(Bounding-box records)
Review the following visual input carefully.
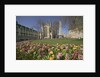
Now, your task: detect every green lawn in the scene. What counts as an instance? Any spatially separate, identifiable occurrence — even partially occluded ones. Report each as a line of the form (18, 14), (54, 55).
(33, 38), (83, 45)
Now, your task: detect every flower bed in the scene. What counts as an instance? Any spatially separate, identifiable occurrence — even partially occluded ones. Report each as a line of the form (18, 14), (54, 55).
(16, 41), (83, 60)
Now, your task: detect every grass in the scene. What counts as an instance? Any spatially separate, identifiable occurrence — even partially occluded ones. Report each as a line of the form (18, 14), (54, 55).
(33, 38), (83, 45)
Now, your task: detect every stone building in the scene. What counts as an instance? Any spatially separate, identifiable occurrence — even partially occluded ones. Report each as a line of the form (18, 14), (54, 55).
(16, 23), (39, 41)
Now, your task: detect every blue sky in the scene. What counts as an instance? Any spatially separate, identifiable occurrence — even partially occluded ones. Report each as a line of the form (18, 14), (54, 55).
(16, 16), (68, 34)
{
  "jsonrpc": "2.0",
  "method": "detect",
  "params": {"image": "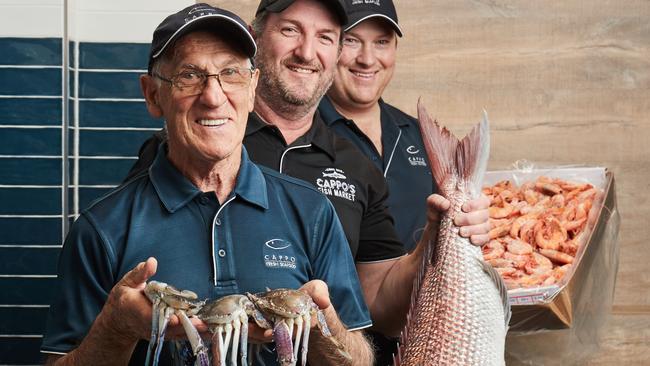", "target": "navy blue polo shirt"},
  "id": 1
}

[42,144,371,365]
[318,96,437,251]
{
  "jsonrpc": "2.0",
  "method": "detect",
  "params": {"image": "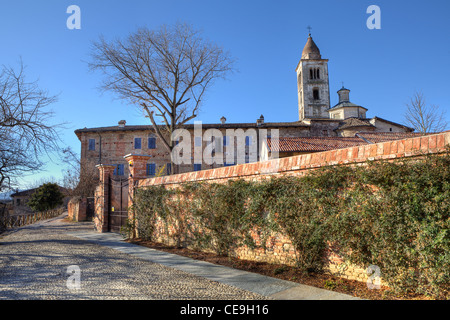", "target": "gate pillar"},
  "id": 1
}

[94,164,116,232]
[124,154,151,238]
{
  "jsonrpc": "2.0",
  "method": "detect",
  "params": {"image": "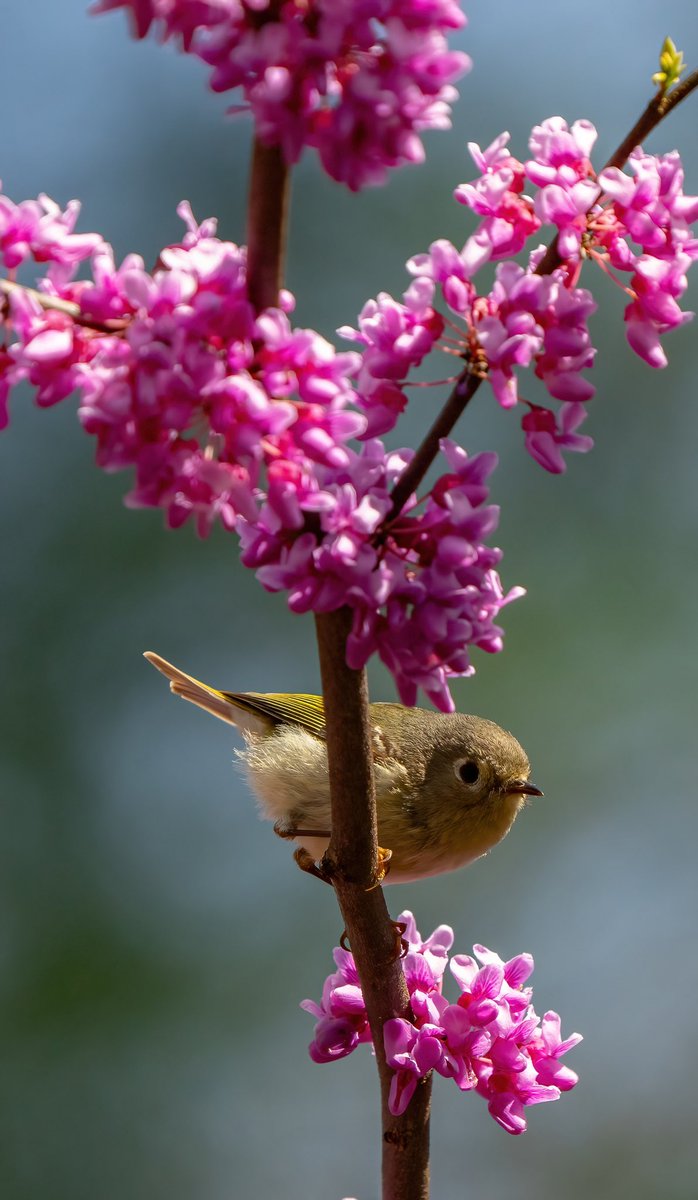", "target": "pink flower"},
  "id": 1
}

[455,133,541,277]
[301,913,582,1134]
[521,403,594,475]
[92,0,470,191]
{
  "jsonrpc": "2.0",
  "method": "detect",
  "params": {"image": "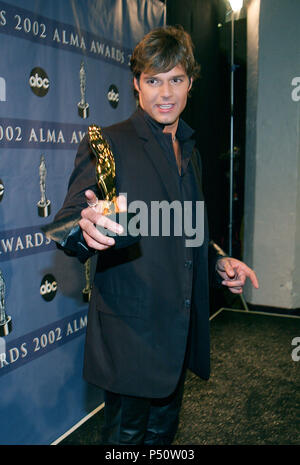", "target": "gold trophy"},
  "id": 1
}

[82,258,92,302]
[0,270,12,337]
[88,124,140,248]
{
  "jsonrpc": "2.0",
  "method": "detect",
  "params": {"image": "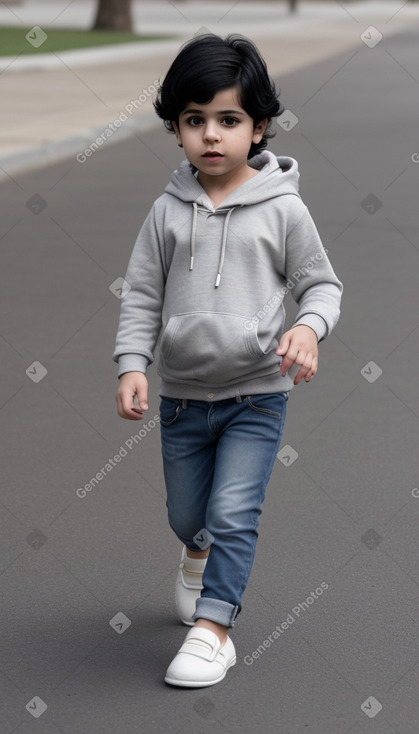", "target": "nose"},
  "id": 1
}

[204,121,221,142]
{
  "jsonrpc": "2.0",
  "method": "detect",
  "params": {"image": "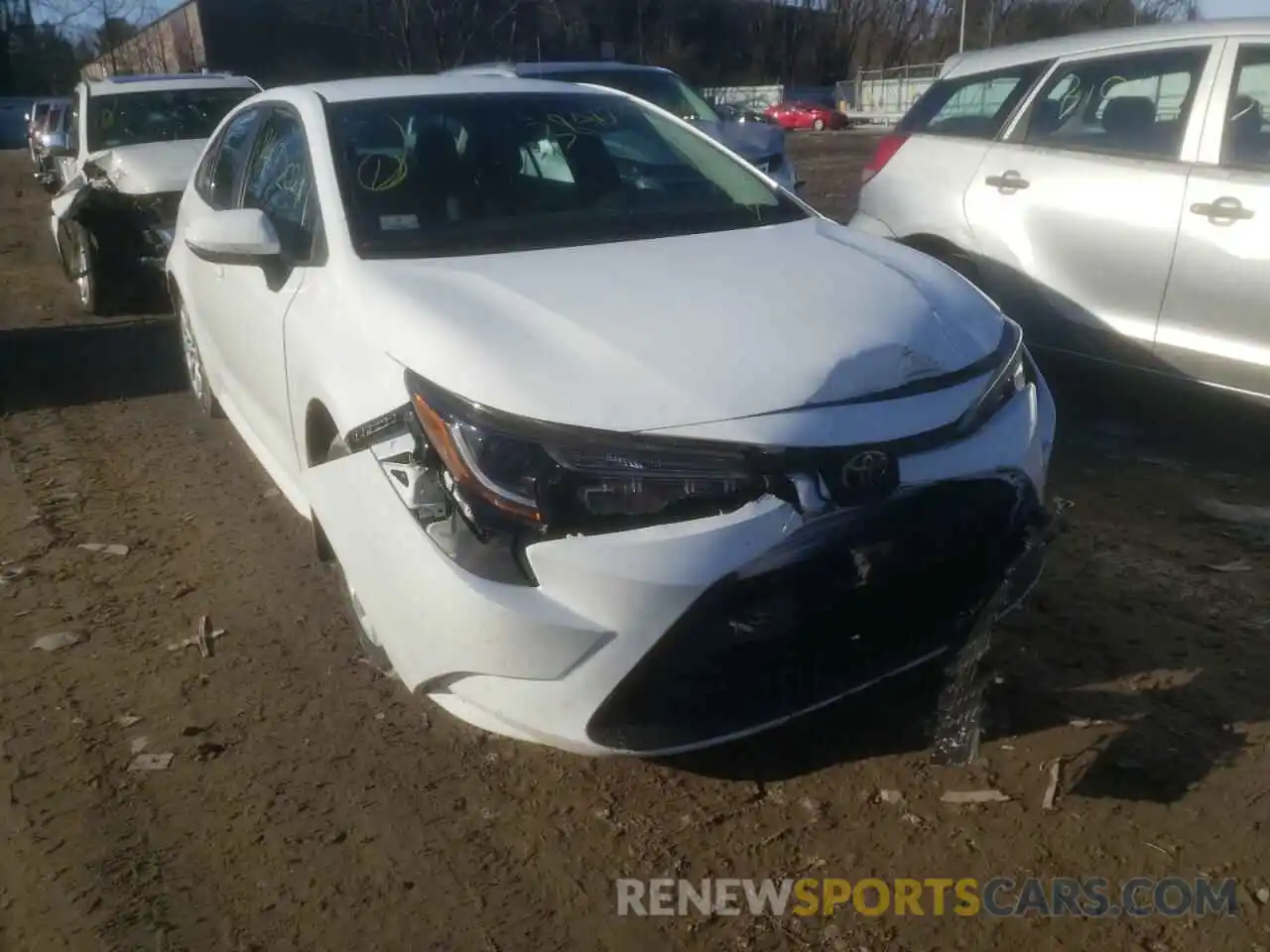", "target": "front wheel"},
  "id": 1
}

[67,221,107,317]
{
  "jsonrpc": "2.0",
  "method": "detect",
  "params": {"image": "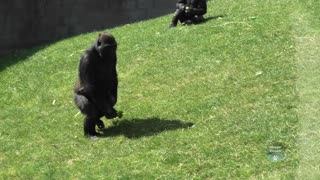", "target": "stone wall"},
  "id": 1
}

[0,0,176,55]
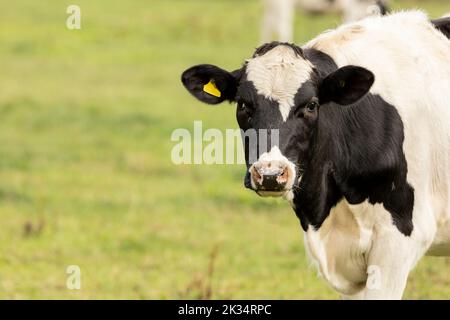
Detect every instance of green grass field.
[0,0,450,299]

* * *

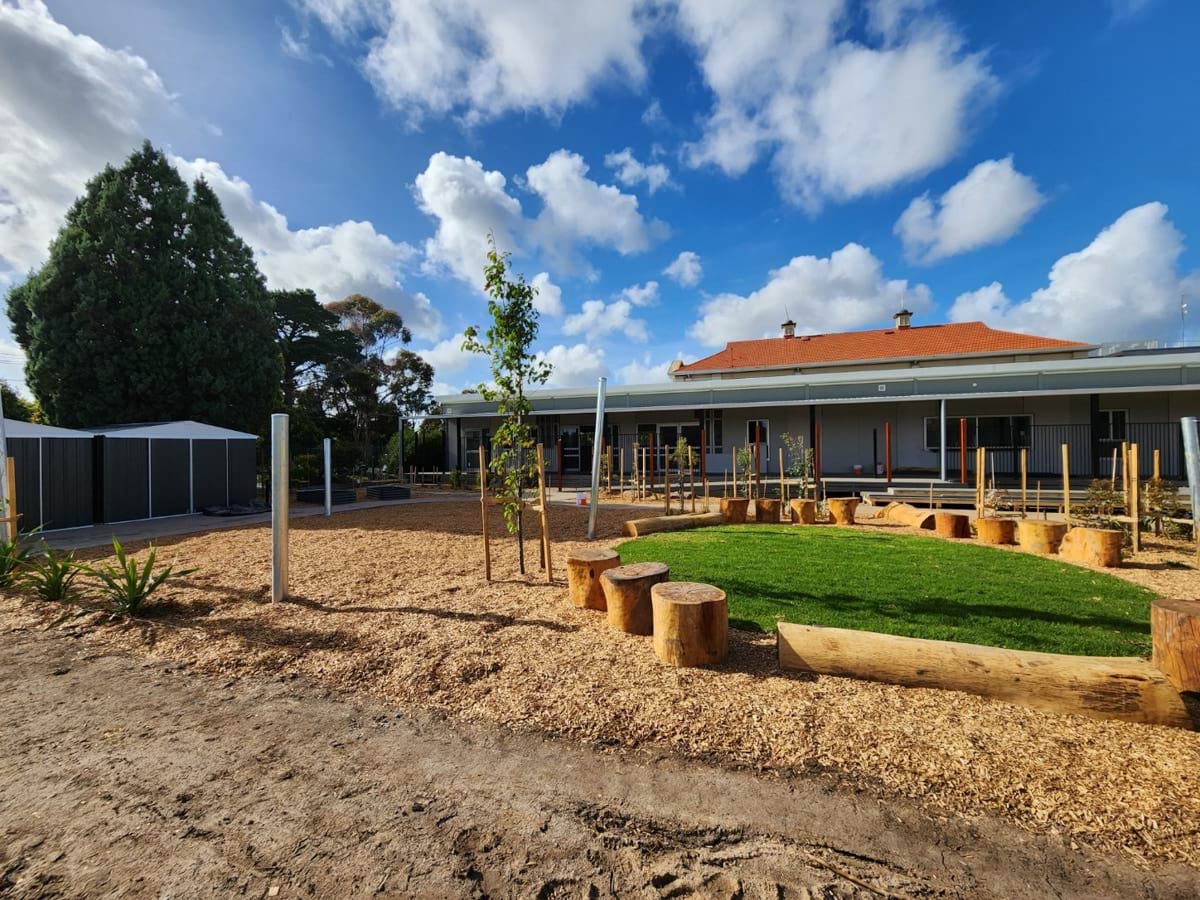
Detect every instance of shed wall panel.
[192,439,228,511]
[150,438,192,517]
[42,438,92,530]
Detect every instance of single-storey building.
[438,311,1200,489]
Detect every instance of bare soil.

▶ **EXERCISE REQUIREMENTS**
Edit the lines of material from the one containing "Now, your task: detect every stone" through the one containing "(16, 23), (39, 41)", inclusive. Change "stone building" to "brick building" and leave the rest unchanged.

▶ **COMPLETE RESPONSE**
Now, your task: detect every brick building in the scene. What counts as an instance? Any spatially separate, identifiable occurrence — even partially occluded ones. Report each as a line of the form (18, 14), (54, 55).
(16, 23), (39, 41)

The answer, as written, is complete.